[Source records]
——
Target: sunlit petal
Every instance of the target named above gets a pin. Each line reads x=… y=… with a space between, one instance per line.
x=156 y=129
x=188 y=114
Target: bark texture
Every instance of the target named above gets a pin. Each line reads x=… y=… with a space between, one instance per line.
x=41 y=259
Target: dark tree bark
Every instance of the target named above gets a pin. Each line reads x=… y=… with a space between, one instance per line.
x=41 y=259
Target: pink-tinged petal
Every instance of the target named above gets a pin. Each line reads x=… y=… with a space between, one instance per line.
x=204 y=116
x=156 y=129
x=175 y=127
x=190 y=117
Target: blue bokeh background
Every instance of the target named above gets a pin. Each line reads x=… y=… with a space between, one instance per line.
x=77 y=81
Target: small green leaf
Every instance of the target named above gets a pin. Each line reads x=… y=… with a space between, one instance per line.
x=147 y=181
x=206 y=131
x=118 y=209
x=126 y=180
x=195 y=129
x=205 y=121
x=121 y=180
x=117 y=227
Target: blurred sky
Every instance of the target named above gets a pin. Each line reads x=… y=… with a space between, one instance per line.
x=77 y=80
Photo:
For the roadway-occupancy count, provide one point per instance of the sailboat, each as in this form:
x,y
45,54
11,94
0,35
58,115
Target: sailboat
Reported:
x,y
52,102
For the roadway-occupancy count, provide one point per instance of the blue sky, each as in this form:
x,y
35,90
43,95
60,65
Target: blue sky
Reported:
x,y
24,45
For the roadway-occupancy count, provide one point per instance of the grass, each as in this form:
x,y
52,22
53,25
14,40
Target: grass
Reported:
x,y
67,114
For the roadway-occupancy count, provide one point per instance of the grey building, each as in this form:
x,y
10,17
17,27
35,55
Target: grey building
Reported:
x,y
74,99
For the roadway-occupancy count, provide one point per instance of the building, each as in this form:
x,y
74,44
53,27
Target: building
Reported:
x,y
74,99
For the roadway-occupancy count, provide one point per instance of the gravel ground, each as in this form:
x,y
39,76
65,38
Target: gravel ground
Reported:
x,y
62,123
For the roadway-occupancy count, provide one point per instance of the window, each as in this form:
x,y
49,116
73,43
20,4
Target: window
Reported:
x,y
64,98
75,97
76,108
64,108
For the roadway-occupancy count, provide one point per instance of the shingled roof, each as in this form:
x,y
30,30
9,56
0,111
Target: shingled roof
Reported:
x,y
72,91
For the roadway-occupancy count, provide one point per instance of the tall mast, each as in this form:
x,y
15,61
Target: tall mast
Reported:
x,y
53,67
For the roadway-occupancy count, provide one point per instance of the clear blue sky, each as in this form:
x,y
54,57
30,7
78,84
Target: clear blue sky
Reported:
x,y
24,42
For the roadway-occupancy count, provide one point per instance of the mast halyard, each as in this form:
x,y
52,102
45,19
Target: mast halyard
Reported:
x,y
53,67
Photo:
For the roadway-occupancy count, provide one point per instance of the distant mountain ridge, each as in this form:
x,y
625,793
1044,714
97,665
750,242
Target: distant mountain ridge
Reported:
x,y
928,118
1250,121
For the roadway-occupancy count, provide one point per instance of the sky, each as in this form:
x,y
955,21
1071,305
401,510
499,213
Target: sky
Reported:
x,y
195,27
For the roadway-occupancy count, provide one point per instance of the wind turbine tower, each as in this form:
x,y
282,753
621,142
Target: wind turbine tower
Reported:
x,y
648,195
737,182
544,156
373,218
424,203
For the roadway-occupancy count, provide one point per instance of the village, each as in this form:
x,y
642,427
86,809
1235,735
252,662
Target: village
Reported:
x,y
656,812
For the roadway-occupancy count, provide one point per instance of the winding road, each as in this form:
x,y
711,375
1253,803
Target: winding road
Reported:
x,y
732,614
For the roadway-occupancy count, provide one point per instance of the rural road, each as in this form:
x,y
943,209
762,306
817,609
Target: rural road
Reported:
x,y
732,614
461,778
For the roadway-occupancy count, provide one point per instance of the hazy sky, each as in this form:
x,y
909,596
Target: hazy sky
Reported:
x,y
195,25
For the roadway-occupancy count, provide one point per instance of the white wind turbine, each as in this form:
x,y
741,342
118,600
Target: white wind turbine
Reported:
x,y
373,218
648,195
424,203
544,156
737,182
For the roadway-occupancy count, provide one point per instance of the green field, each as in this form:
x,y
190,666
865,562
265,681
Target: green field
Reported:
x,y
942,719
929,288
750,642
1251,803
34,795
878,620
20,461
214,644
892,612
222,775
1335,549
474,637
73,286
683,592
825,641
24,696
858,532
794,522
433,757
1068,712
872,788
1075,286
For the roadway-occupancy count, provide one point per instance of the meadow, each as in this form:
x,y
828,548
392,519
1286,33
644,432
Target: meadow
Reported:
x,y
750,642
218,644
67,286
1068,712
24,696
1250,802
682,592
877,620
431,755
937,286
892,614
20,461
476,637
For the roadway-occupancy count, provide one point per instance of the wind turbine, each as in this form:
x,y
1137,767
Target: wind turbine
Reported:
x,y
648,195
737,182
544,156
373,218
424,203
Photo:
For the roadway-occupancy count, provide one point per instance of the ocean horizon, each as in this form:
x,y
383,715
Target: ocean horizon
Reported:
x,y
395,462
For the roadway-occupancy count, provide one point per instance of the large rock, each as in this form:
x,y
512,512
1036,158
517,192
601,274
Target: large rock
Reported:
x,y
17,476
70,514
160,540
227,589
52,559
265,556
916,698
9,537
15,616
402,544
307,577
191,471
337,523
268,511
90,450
——
§ DIRECTIONS
What you return must match the entries exactly, word for word.

§ OUTPUT
Target: sunlit petal
Every instance of the target named above gets a pin. Each line reads x=… y=… with a space between, one instance per line.
x=156 y=129
x=188 y=114
Target: bark texture
Every instance of the target named above gets a pin. Each line reads x=… y=… with a space between, one instance per line.
x=41 y=259
Target: dark tree bark
Every instance of the target named above gets a pin. Each line reads x=… y=… with a space between, one instance per line.
x=41 y=259
Target: pink-tinged petal
Every instance of the target named above gets a pin. Each line reads x=… y=… with a space between, one instance per line.
x=204 y=116
x=156 y=129
x=175 y=127
x=190 y=117
Target: blue bokeh background
Every instance of the target named above gets a pin. Each line reads x=… y=… with a space between, one instance per line.
x=77 y=81
Target: small green leaf
Every instance of the target named above gets a pin. Each line reads x=… y=… with a space between, one instance per line.
x=147 y=181
x=206 y=131
x=118 y=209
x=126 y=180
x=195 y=129
x=205 y=121
x=121 y=180
x=117 y=227
Target: blurred sky
Every instance of the target named above gets a pin. Each line reads x=… y=… with a space between, one instance per line.
x=77 y=80
Photo:
For the roadway-occupancy count, provide one point per instance of the sailboat, each as in this form:
x,y
45,54
11,94
0,35
58,115
Target: sailboat
Reported:
x,y
52,102
For the roadway-occupancy count, provide one point per instance of the blue sky, each as in this form:
x,y
35,90
43,95
60,65
Target: blue sky
Reported:
x,y
24,45
For the roadway-occupancy count, provide one point per instance of the grass, each as in this form:
x,y
52,22
53,25
14,40
Target: grass
Reported:
x,y
67,114
For the roadway-occupancy count, provide one point per instance of the grey building, each as in this form:
x,y
10,17
17,27
35,55
Target: grey building
Reported:
x,y
74,99
For the roadway-occupancy count, provide one point per instance of the building, each as in this form:
x,y
74,44
53,27
Target: building
Reported:
x,y
74,99
For the roadway-occupancy count, provide one point per instance of the gravel ground, each as in this form:
x,y
39,76
65,38
Target: gravel ground
Reported:
x,y
62,123
For the roadway-occupancy count, provide one point per instance of the window, each as in this form:
x,y
49,116
73,43
20,4
Target: window
Reported:
x,y
64,98
75,97
76,108
64,108
For the roadway-occupancy count, provide one point per instance of the shingled roof, each as in this form:
x,y
30,30
9,56
0,111
Target: shingled roof
Reported:
x,y
72,91
For the roadway-occupancy count, provide one point per instance of the tall mast, each as in this form:
x,y
15,61
Target: tall mast
Reported:
x,y
53,67
For the roadway-occupancy count, provide one point per instance of the clear blue sky, each as in this form:
x,y
54,57
30,7
78,84
Target: clear blue sky
Reported:
x,y
24,42
For the roadway-occupancy count, provide one point per instance of the mast halyard, each as in this form:
x,y
52,102
45,19
Target: mast halyard
Reported:
x,y
53,67
Photo:
For the roadway-occupancy count, provide one point per instance of the distant mountain ridge, each as in this form:
x,y
625,793
1044,714
97,665
750,242
Target: distant mountain ridge
Reported:
x,y
928,118
1250,121
For the roadway-occupancy count, provide one point per instance of the sky, each as in this form:
x,y
955,21
1071,305
401,510
499,213
Target: sky
Reported:
x,y
195,27
For the roadway-occupancy count, provide one point per instance of the wind turbine tower, each as in this form:
x,y
282,753
621,142
Target: wind turbine tower
Reported:
x,y
648,195
737,182
544,156
373,218
424,203
For the roadway-occupancy count, provide one point per instance of the village, each as in this form:
x,y
642,427
86,809
1235,735
252,662
Target: village
Reported:
x,y
656,812
For the roadway-occupancy count, provide one point per instance of the winding road, each as in this form:
x,y
711,375
1253,803
Target: winding road
Reported:
x,y
732,614
For the roadway-occupancy count, provide one point per instance of the rural road, each as in this form:
x,y
943,209
762,306
817,609
Target: rural road
Reported:
x,y
732,614
461,778
For the roadway-occupancy count, provide one point per instance of the hazy sky, each as in this form:
x,y
909,596
Target: hazy sky
Reported:
x,y
195,25
For the roadway-occupancy count, provide one point per instance of the white wind turbine, each as in this form:
x,y
741,342
118,600
Target: white wind turbine
Reported:
x,y
373,218
648,195
424,203
544,156
737,182
For the roadway-occupancy count, provide one point per instance of the green field, each as in this form:
x,y
190,666
865,562
265,681
Target: green field
Reported:
x,y
942,719
929,288
750,642
1251,803
34,795
878,620
20,461
214,644
892,612
222,775
1335,549
474,637
73,286
683,592
825,641
24,696
858,532
794,522
433,757
1068,712
872,788
1075,286
For the roadway-occupancy count, provide one point per instance of the meadow, each as in this form:
x,y
828,548
392,519
1286,33
644,432
Target: meadow
Reported:
x,y
750,642
218,644
67,286
1068,712
24,696
1250,802
682,592
877,620
431,755
937,286
892,614
20,461
476,637
For the roadway-occupancy count, provide one point per instance of the wind turbine, each as in this form:
x,y
1137,767
Target: wind turbine
Reported:
x,y
648,195
737,182
544,156
373,218
424,203
Photo:
For the roadway-occupancy count, provide one point per instance of the ocean horizon, each as in this form:
x,y
383,715
Target: ocean horizon
Reported:
x,y
395,462
For the roadway-occupancy count, provide one point per instance of the large rock, each as in this form:
x,y
512,512
1036,158
517,192
601,274
Target: large rock
Reported:
x,y
17,476
70,514
160,540
227,589
52,559
265,556
916,698
9,537
15,616
402,544
307,577
191,471
337,523
268,511
90,450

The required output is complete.